* _TEXT SEGMENT_
begin
[0001] The present invention relates to a Stirling engine and more particularly to a modification
of the Stirling cycle of the engine for increasing its efficiency.
[0002] A development of the Stirling engine has been hindered up to now by its reduced performance
with respect to its high technological level and consequently its cost.
[0003] To increase the specific power renders necessary the use of too severe operating
conditions, such as the use of particular materials to withstand high temperaturees
and pressures.
[0004] In this field particular approaches have been attempted by researchers, however these
only belong to the double-acting category, which afford an increase of the specific
power per weight and/or volume unit.
[0005] In GB-A-1 549 120 a hot gas engine is described which comprises sealing means around
piston rods. Each piston rod extends through a chamber which is divided into an upper
and a lower part by means of a flexible partition rigidly connected in oil-tight manner
to the rod and to a wall of the chamber.
[0006] According to the present invention, using the heat transferred by conduction from
the walls of the expansion cylinder and the expansion piston, and using a labyrinth
dynamic seal on the expansion piston, such as to allow a seepage of the fluid between
the inner wall of the cylinder and the outer wall of the piston, power is obtained
from a Stirling cycle which is established at the lower side of the piston, so that
a double acting Stirling engine is obtained with cycles facing one another and in
communication, at different densities and temperatures.
[0007] Differently from the known conventional double-acting Stirling engines, in which
two different and separate fluids each undergo a respective independant Stirling cycle,
in the engine of the present invention a sole fluid undergoes an upper Stirling cycle
which gives the main contribution to work production, as well as a lower Stirling
cycle which gives a minor contribution to the work production, which however increases
the total cycle efficiencly by using normally dissipative effects which are positively
utilized for heat recovery.
[0008] Consequently power is obtained from a cycle which is not directly heated, using however
the thermal losses of the upper cycle.
[0009] This represents a first form of efficiency increase: namely to use a heat loss to
obtain a low temperature recovery cycle.
[0010] A second form of efficiency increase consists in providing on the expansion piston
a labyrinth dynamic seal which, in addition to providing a considerable advantage
by eliminating the lubrification and wear problems, contributes to reducing the work
losses due to friction and consequently to increase at the same time the reliability
level of the engine.
[0011] The seal problem in fact is one of the most serious constraints to a positive development
of Stirling engines.
[0012] Providing the dynamic seal varies, however, not only the engine structure, but its
thermodynamic performance also. The labyrinth seal in fact realizes a pressure drop
by the fact that a fluid stream is made to pass through gaps interposed between grooves
in which the fluid can expand again, so producing a step by step pressure decrease.
end
* _DATA SHOWN_
begin
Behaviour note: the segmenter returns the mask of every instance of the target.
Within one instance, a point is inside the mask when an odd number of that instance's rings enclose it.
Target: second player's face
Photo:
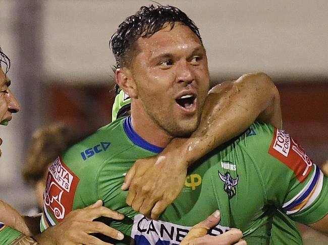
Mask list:
[[[18,101],[9,89],[10,80],[0,68],[0,122],[7,124],[12,119],[12,113],[20,109]]]
[[[207,58],[189,27],[170,29],[138,40],[132,73],[150,118],[171,136],[188,136],[198,126],[208,91]]]

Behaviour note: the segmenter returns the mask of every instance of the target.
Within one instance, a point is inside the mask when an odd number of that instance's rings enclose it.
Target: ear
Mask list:
[[[138,90],[131,71],[126,67],[119,68],[115,71],[115,80],[124,93],[130,98],[138,98]]]

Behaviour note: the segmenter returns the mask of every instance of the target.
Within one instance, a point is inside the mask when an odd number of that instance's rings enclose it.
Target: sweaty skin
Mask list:
[[[210,228],[218,223],[221,218],[220,211],[216,210],[206,219],[194,225],[181,241],[180,245],[202,244],[246,245],[247,244],[246,241],[241,239],[243,233],[239,229],[233,228],[217,236],[212,236],[207,234]]]
[[[122,186],[129,189],[127,203],[136,211],[158,218],[180,193],[188,167],[238,135],[255,120],[281,125],[279,94],[267,75],[246,74],[213,87],[191,136],[174,138],[158,155],[137,160],[127,174]]]

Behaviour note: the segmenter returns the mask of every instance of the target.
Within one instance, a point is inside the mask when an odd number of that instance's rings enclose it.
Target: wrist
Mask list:
[[[175,164],[187,168],[196,160],[202,156],[200,152],[194,150],[199,143],[197,138],[175,138],[165,148],[162,153],[167,152],[175,156]]]

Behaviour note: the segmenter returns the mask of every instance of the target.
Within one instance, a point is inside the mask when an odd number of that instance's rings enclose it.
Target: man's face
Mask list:
[[[20,108],[19,103],[9,89],[11,81],[0,68],[0,122],[7,125],[12,119],[12,113]]]
[[[198,37],[176,23],[137,40],[131,70],[146,114],[171,136],[197,128],[209,86],[207,59]]]

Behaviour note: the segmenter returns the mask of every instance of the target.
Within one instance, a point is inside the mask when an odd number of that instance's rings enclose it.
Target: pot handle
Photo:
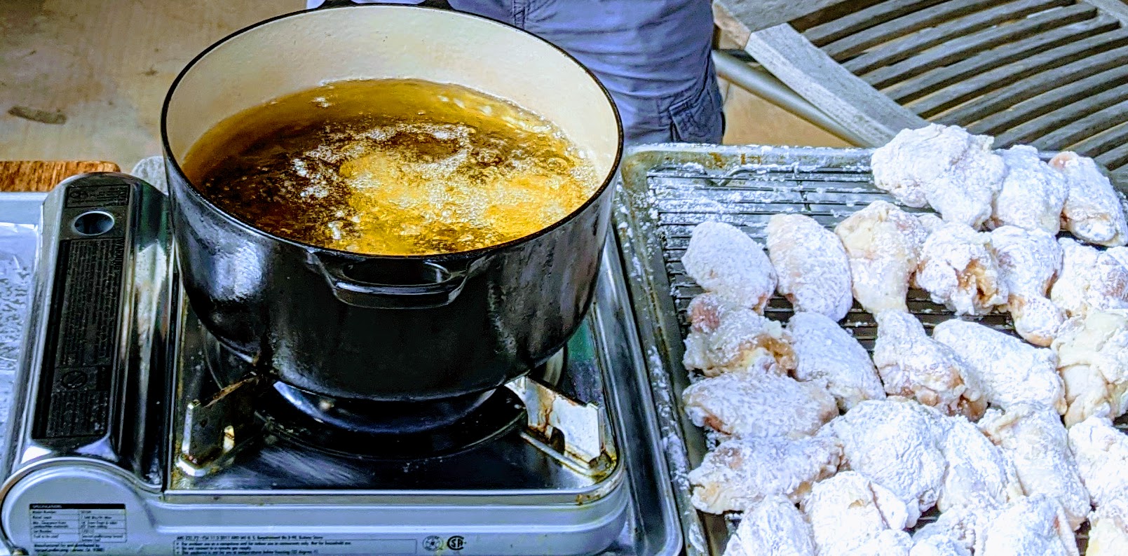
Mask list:
[[[462,291],[469,264],[443,266],[431,261],[358,262],[317,253],[309,262],[333,289],[333,295],[365,309],[433,309],[450,305]]]

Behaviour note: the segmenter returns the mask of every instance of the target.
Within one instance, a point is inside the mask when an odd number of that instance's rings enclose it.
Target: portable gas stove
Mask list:
[[[43,206],[0,491],[12,554],[681,550],[614,242],[561,354],[396,435],[253,370],[220,387],[246,363],[179,294],[165,202],[103,174]]]

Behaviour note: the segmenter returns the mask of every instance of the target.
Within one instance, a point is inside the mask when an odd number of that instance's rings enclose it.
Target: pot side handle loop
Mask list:
[[[365,309],[433,309],[450,305],[469,276],[468,264],[448,268],[431,261],[350,261],[316,253],[309,259],[334,297]]]

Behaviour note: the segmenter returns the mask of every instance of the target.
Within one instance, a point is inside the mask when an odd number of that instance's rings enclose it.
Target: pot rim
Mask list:
[[[434,11],[443,11],[443,12],[448,12],[448,14],[457,14],[460,17],[467,17],[467,18],[483,20],[483,21],[496,25],[499,27],[502,27],[504,29],[509,29],[509,30],[514,30],[514,32],[521,33],[521,34],[527,35],[528,37],[535,39],[535,41],[539,41],[539,42],[541,42],[544,44],[547,44],[553,50],[555,50],[555,51],[559,52],[561,54],[563,54],[565,59],[567,59],[567,60],[572,61],[572,63],[576,64],[580,69],[583,70],[584,73],[588,74],[588,77],[591,78],[591,80],[596,83],[596,86],[599,87],[599,90],[603,92],[603,97],[607,99],[607,103],[611,107],[611,114],[615,116],[615,130],[616,130],[616,133],[618,134],[618,138],[617,138],[617,141],[616,141],[616,147],[615,147],[615,158],[614,158],[614,164],[611,166],[611,169],[610,169],[610,171],[607,173],[607,176],[603,178],[602,184],[590,196],[588,196],[588,200],[584,201],[583,204],[581,204],[579,208],[576,208],[575,210],[573,210],[572,212],[570,212],[564,218],[557,220],[556,222],[553,222],[552,224],[549,224],[549,226],[547,226],[545,228],[541,228],[541,229],[539,229],[539,230],[537,230],[537,231],[535,231],[532,233],[519,237],[517,239],[511,239],[511,240],[502,242],[502,244],[495,244],[495,245],[491,245],[491,246],[486,246],[486,247],[478,247],[477,249],[469,249],[469,250],[462,250],[462,251],[451,251],[451,253],[438,253],[438,254],[431,254],[431,255],[378,255],[378,254],[365,254],[365,253],[355,253],[355,251],[349,251],[349,250],[342,250],[342,249],[334,249],[334,248],[331,248],[331,247],[320,247],[320,246],[310,245],[310,244],[306,244],[306,242],[301,242],[301,241],[297,241],[297,240],[293,240],[293,239],[289,239],[289,238],[284,238],[284,237],[277,236],[277,235],[272,233],[270,231],[263,230],[263,229],[261,229],[261,228],[252,224],[250,222],[247,222],[247,221],[243,220],[241,218],[239,218],[239,217],[237,217],[235,214],[231,214],[231,213],[224,211],[223,209],[220,209],[210,198],[208,198],[208,196],[204,195],[203,192],[201,192],[196,187],[196,184],[192,183],[192,180],[188,179],[187,175],[184,173],[184,169],[180,168],[180,161],[175,156],[173,156],[173,149],[171,149],[171,147],[169,144],[169,140],[168,140],[168,108],[169,108],[169,104],[171,104],[171,100],[173,100],[173,94],[176,92],[176,88],[177,88],[177,86],[179,86],[180,80],[183,80],[184,77],[187,76],[187,73],[190,71],[192,71],[192,69],[196,65],[197,62],[200,62],[204,56],[206,56],[213,50],[219,48],[224,43],[233,39],[235,37],[239,36],[239,35],[243,35],[244,33],[248,33],[248,32],[250,32],[253,29],[256,29],[258,27],[262,27],[264,25],[277,21],[280,19],[285,19],[285,18],[289,18],[289,17],[302,16],[302,15],[306,15],[306,14],[317,12],[317,11],[321,11],[321,10],[325,10],[325,9],[332,9],[332,10],[349,9],[349,10],[353,10],[353,9],[373,9],[373,8],[374,9],[396,8],[396,9],[434,10]],[[288,244],[288,245],[291,245],[291,246],[294,246],[294,247],[299,247],[299,248],[305,249],[305,250],[310,251],[310,253],[312,253],[312,251],[332,253],[332,254],[341,255],[341,256],[344,256],[344,257],[347,257],[347,258],[353,258],[353,259],[394,258],[394,259],[403,259],[403,261],[413,261],[413,259],[414,261],[424,261],[424,259],[426,259],[426,261],[449,261],[449,259],[472,258],[472,257],[485,255],[485,254],[488,254],[488,253],[497,251],[497,250],[501,250],[501,249],[505,249],[508,247],[515,246],[515,245],[519,245],[519,244],[525,244],[527,241],[531,241],[534,239],[537,239],[537,238],[539,238],[541,236],[545,236],[545,235],[552,232],[553,230],[559,228],[561,226],[564,226],[569,221],[575,219],[580,213],[582,213],[583,211],[585,211],[589,206],[591,206],[592,204],[594,204],[603,195],[603,193],[607,191],[607,188],[611,185],[611,182],[615,180],[615,175],[618,173],[619,159],[623,156],[623,118],[622,118],[622,116],[619,116],[619,109],[615,105],[615,99],[611,98],[611,95],[607,90],[607,87],[603,86],[602,81],[600,81],[599,78],[597,78],[596,74],[592,73],[590,69],[588,69],[587,65],[580,63],[580,61],[576,60],[575,56],[573,56],[572,54],[569,54],[567,51],[565,51],[564,48],[561,48],[559,46],[556,46],[555,44],[553,44],[553,43],[550,43],[550,42],[548,42],[548,41],[546,41],[546,39],[537,36],[537,35],[535,35],[535,34],[532,34],[532,33],[530,33],[530,32],[528,32],[526,29],[522,29],[520,27],[514,27],[512,25],[508,25],[508,24],[504,24],[502,21],[497,21],[497,20],[494,20],[494,19],[490,19],[487,17],[482,17],[482,16],[478,16],[476,14],[467,14],[467,12],[457,11],[457,10],[447,10],[447,9],[433,8],[433,7],[429,7],[429,6],[414,6],[414,5],[399,5],[399,3],[364,3],[364,5],[332,7],[332,8],[312,8],[312,9],[306,9],[306,10],[300,10],[300,11],[292,11],[290,14],[283,14],[283,15],[280,15],[280,16],[274,16],[272,18],[264,19],[264,20],[258,21],[256,24],[253,24],[253,25],[249,25],[249,26],[244,27],[241,29],[238,29],[238,30],[236,30],[236,32],[233,32],[233,33],[224,36],[223,38],[221,38],[221,39],[212,43],[211,45],[209,45],[206,48],[204,48],[199,54],[196,54],[195,58],[193,58],[184,67],[184,69],[180,70],[180,72],[176,76],[176,79],[173,80],[173,85],[170,85],[168,87],[168,92],[165,95],[165,102],[162,103],[161,108],[160,108],[160,142],[161,142],[161,148],[164,148],[164,150],[165,150],[166,167],[167,167],[168,164],[171,164],[173,168],[175,168],[176,171],[180,175],[180,177],[184,178],[184,182],[186,182],[190,185],[188,188],[191,189],[191,192],[192,192],[193,195],[195,195],[205,205],[208,205],[210,209],[212,209],[217,213],[221,214],[224,219],[227,219],[228,221],[230,221],[235,226],[237,226],[239,228],[243,228],[245,231],[248,231],[248,232],[252,232],[252,233],[257,233],[259,236],[265,236],[266,238],[273,239],[275,241],[282,241],[284,244]]]

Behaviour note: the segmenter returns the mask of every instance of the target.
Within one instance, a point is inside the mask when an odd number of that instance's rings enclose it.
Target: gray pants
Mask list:
[[[628,144],[721,142],[724,115],[710,58],[710,0],[449,1],[457,10],[520,27],[575,56],[610,91]],[[308,1],[310,8],[320,3]]]

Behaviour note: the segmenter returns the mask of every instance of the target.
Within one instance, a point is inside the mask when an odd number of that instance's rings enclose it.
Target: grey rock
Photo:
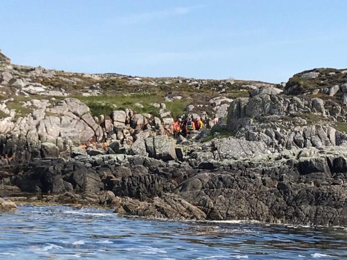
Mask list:
[[[145,120],[144,116],[140,114],[137,114],[131,119],[130,126],[136,130],[141,130],[144,126]]]
[[[43,142],[41,144],[41,156],[42,158],[59,157],[59,149],[54,143]]]
[[[301,79],[315,79],[319,76],[319,72],[311,71],[303,74],[300,77]]]
[[[155,156],[164,161],[176,160],[175,141],[167,135],[157,135],[153,137]],[[149,153],[150,153],[150,151]]]
[[[129,151],[130,154],[148,156],[148,152],[147,151],[145,140],[143,139],[137,139],[131,146]]]

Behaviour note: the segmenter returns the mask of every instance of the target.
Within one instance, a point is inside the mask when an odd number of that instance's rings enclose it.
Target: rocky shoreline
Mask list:
[[[29,88],[24,74],[63,77],[6,68],[0,75],[8,93]],[[0,109],[10,116],[0,120],[0,196],[149,218],[347,226],[346,71],[317,69],[284,85],[242,85],[248,96],[235,99],[219,96],[227,91],[221,89],[208,105],[195,102],[183,112],[207,129],[177,139],[165,103],[151,104],[153,114],[116,108],[96,117],[64,89],[60,99],[25,101],[31,112],[16,118],[5,101]],[[205,84],[186,83],[198,90]],[[218,84],[234,91],[230,81]]]

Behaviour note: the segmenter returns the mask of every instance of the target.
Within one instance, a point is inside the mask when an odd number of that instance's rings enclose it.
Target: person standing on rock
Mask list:
[[[187,124],[185,126],[185,131],[187,133],[187,134],[189,134],[191,131],[194,131],[195,130],[195,124],[194,124],[194,122],[191,119],[189,118],[188,119],[188,121],[187,122]]]
[[[182,121],[180,119],[176,120],[174,123],[174,126],[173,127],[174,130],[174,138],[177,138],[181,131],[182,131]]]
[[[203,127],[203,123],[202,123],[202,121],[201,121],[201,120],[199,118],[196,118],[195,119],[194,124],[196,130],[200,130]]]

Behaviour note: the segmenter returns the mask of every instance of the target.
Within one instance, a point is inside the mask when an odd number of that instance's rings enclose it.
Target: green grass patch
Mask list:
[[[216,133],[218,133],[218,134],[215,134]],[[229,130],[226,127],[213,127],[211,130],[209,134],[205,137],[202,138],[200,141],[201,142],[206,142],[213,139],[221,139],[230,136],[234,136],[236,134],[236,132]]]
[[[343,132],[347,132],[347,123],[338,122],[335,125],[335,129]]]
[[[155,108],[153,103],[165,103],[167,110],[171,112],[174,118],[177,118],[184,114],[183,110],[188,103],[187,100],[175,100],[165,102],[163,96],[156,92],[141,92],[127,95],[102,95],[89,97],[76,96],[85,104],[90,109],[93,116],[109,115],[114,110],[124,110],[129,109],[139,114],[150,114],[155,117],[159,115],[159,109]],[[135,106],[136,103],[142,104],[144,107]]]
[[[151,105],[152,103],[161,103],[164,99],[156,94],[139,93],[126,95],[102,95],[89,97],[74,97],[85,104],[90,109],[93,116],[100,115],[109,115],[114,110],[130,109],[138,113],[148,113],[158,116],[159,109]],[[135,104],[140,103],[144,107],[140,108]]]
[[[8,109],[15,111],[15,115],[13,119],[13,121],[16,121],[20,117],[25,117],[28,114],[32,113],[33,111],[32,107],[23,107],[23,105],[21,102],[17,101],[9,101],[6,103],[6,105]]]
[[[3,119],[7,118],[9,116],[9,115],[7,115],[5,113],[3,112],[3,111],[0,110],[0,119]]]

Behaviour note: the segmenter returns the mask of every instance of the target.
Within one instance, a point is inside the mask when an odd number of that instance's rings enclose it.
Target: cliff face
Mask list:
[[[4,195],[152,217],[347,225],[346,70],[275,85],[0,69]],[[206,127],[174,139],[178,116]]]

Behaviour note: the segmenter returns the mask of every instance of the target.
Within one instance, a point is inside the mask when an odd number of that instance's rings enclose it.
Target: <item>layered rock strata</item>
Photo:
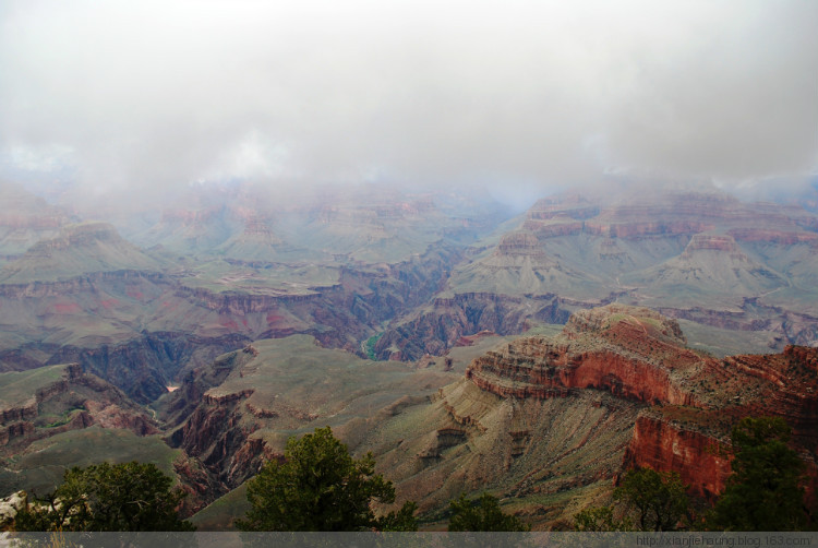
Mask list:
[[[603,391],[647,404],[623,455],[625,467],[675,470],[691,493],[712,499],[730,475],[732,426],[780,416],[810,476],[818,451],[818,349],[715,359],[685,348],[674,320],[611,305],[575,313],[562,335],[525,337],[472,361],[467,378],[517,401]]]

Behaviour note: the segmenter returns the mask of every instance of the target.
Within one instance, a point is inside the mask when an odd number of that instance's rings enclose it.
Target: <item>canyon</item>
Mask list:
[[[246,186],[92,216],[9,195],[9,492],[99,446],[163,463],[194,521],[230,527],[262,463],[329,425],[429,528],[482,490],[558,528],[633,466],[712,501],[732,425],[778,415],[815,497],[818,221],[802,207],[566,193],[509,218],[479,195]]]

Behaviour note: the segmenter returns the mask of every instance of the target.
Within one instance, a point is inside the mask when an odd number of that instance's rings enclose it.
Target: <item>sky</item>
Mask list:
[[[818,2],[0,0],[0,178],[489,184],[818,172]]]

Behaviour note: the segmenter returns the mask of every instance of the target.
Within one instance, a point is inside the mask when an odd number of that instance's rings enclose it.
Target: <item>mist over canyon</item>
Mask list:
[[[244,483],[329,425],[440,527],[460,492],[536,528],[633,466],[725,486],[784,417],[815,497],[818,217],[712,186],[489,193],[194,187],[95,207],[3,184],[0,487],[157,463],[231,527]],[[561,525],[562,524],[562,525]]]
end
* _EXERCISE BRIEF_
According to the Stirling engine text, what has held back the development of the Stirling engine up to now?

* _TASK SOLUTION_
Its reduced performance relative to its high technological level, and consequently its cost.